(Point annotation data)
[BEGIN]

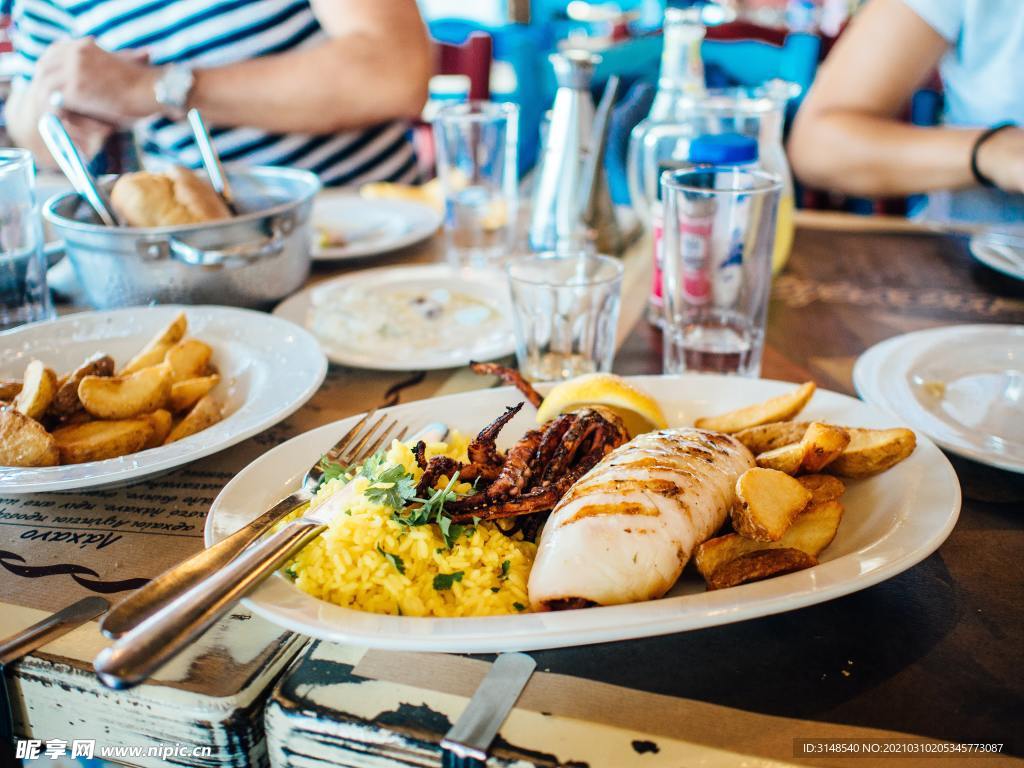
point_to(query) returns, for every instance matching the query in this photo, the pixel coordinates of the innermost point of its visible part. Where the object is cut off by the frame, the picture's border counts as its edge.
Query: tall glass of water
(565, 310)
(476, 164)
(719, 235)
(24, 297)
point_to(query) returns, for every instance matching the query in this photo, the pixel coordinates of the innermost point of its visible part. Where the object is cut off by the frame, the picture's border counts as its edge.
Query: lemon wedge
(638, 410)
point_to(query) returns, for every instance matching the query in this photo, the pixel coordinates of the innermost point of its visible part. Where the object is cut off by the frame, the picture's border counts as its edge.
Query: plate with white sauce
(419, 317)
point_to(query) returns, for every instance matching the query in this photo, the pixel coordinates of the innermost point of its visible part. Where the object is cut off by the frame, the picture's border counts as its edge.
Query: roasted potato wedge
(777, 409)
(24, 442)
(873, 451)
(126, 396)
(96, 440)
(38, 389)
(9, 388)
(822, 487)
(810, 532)
(822, 443)
(205, 414)
(186, 393)
(755, 566)
(66, 401)
(767, 503)
(772, 435)
(154, 352)
(187, 358)
(161, 421)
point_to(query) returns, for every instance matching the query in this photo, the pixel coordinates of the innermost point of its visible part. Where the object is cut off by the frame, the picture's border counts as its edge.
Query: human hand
(1000, 159)
(111, 88)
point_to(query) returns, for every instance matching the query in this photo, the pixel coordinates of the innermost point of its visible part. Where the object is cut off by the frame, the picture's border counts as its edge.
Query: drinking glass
(565, 311)
(24, 297)
(719, 236)
(476, 163)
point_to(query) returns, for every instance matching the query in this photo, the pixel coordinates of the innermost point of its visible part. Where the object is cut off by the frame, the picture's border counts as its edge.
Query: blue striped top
(214, 33)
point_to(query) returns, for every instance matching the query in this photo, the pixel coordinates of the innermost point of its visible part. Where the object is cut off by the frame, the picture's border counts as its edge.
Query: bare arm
(847, 135)
(374, 68)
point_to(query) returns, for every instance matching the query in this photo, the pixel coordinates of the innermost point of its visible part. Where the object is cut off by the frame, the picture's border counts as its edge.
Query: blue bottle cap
(723, 148)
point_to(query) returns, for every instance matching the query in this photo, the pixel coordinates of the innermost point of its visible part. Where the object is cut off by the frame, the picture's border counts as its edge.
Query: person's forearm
(859, 154)
(346, 83)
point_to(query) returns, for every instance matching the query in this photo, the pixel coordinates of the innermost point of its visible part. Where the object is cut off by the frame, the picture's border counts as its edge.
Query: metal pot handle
(280, 226)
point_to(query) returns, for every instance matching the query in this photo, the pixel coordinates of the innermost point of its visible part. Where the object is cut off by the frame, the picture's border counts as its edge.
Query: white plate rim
(92, 474)
(295, 309)
(803, 588)
(427, 220)
(867, 382)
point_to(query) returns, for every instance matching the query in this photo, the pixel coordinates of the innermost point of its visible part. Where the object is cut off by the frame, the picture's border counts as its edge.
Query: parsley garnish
(444, 581)
(393, 559)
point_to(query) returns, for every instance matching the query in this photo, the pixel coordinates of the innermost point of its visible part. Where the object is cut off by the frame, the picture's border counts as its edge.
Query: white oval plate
(980, 414)
(268, 368)
(473, 344)
(370, 226)
(892, 521)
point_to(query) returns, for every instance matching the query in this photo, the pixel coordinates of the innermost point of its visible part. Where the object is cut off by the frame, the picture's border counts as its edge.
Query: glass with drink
(24, 297)
(476, 163)
(718, 240)
(565, 310)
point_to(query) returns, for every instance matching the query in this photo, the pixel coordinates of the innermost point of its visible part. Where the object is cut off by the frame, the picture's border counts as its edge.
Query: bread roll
(172, 199)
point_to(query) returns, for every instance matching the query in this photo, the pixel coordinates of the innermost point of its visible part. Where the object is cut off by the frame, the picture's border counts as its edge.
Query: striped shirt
(213, 33)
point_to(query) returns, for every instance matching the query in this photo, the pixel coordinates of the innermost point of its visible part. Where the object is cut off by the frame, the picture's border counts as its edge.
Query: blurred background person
(326, 85)
(848, 135)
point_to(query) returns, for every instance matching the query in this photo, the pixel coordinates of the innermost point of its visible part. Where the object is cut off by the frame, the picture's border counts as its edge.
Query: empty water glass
(24, 297)
(719, 235)
(476, 163)
(565, 311)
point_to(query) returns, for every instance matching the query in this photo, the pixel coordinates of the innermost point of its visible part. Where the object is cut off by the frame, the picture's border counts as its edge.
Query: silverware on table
(159, 638)
(66, 155)
(211, 162)
(468, 740)
(31, 639)
(357, 443)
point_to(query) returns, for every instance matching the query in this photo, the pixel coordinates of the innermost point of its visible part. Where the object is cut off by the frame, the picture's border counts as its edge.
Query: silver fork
(356, 444)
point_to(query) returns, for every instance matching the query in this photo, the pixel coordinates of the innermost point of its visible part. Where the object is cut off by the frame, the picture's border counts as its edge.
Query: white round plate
(454, 349)
(370, 226)
(892, 521)
(961, 385)
(268, 368)
(1003, 255)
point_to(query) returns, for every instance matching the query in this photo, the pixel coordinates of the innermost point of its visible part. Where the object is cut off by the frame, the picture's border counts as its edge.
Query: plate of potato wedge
(103, 398)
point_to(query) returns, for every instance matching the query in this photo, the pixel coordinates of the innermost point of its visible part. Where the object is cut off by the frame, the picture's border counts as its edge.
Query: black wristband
(980, 177)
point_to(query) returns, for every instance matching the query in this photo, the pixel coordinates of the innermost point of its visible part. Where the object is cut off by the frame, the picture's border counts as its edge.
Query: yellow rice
(345, 566)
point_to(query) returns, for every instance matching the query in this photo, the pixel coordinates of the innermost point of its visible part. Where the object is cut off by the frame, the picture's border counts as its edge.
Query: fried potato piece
(66, 401)
(154, 352)
(873, 451)
(777, 409)
(96, 440)
(38, 388)
(125, 396)
(772, 435)
(186, 393)
(754, 566)
(187, 358)
(822, 443)
(161, 421)
(810, 532)
(9, 388)
(822, 487)
(767, 503)
(205, 414)
(24, 442)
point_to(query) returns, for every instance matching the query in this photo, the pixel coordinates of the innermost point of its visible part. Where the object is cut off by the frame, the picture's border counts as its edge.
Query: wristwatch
(172, 89)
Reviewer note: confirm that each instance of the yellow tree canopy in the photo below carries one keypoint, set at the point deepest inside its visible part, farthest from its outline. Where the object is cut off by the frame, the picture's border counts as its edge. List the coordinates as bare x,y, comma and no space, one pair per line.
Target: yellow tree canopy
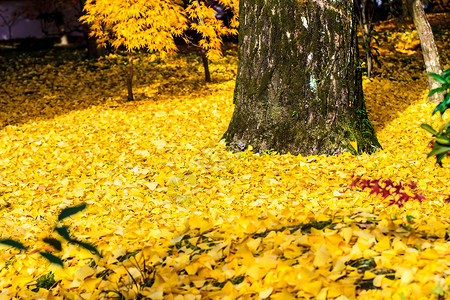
152,24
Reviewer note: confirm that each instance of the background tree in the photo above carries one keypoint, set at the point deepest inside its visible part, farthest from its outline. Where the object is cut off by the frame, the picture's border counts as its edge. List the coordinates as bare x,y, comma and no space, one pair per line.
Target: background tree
61,14
152,25
365,12
429,49
298,88
9,19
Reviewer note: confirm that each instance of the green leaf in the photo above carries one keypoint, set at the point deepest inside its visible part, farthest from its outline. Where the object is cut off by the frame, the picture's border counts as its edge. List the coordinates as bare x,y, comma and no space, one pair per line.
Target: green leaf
13,243
428,128
64,232
440,108
446,73
69,211
443,140
54,243
438,149
437,90
444,126
52,258
438,77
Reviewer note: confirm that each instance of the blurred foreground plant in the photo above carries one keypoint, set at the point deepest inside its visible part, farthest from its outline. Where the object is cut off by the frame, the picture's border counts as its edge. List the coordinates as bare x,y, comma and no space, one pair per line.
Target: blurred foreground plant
61,230
440,145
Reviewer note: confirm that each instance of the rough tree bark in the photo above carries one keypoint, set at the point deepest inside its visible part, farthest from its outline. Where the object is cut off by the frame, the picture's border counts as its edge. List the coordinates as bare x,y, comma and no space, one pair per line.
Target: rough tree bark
298,88
429,49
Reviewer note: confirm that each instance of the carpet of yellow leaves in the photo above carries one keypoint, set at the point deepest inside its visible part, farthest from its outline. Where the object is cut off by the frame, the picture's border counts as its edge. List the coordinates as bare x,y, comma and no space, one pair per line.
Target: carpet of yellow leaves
208,223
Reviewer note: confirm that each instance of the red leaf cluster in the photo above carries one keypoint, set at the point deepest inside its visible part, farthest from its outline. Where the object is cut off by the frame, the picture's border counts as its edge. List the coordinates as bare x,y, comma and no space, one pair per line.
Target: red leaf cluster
387,189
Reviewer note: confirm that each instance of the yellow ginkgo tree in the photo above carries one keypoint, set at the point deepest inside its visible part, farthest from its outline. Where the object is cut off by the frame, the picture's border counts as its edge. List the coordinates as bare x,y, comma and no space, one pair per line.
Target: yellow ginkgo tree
153,24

[END]

(Task requirements):
Quote the lines of the listing exactly, starting with the line containing "Reviewer note: confirm that each instance of the yellow ginkgo" and continuing through the end of the listing.

(Solution for this problem):
Reviewer note: confirm that each instance of the yellow ginkgo tree in the photo above carries one keypoint, set at the point deepest inside its visible part, farthest from its outline. Where the object is cut off by the frame, the picture's border counts as its edge. List the coordinates as bare x,y, comma and no space, one pair per line.
Target: yellow ginkgo tree
153,24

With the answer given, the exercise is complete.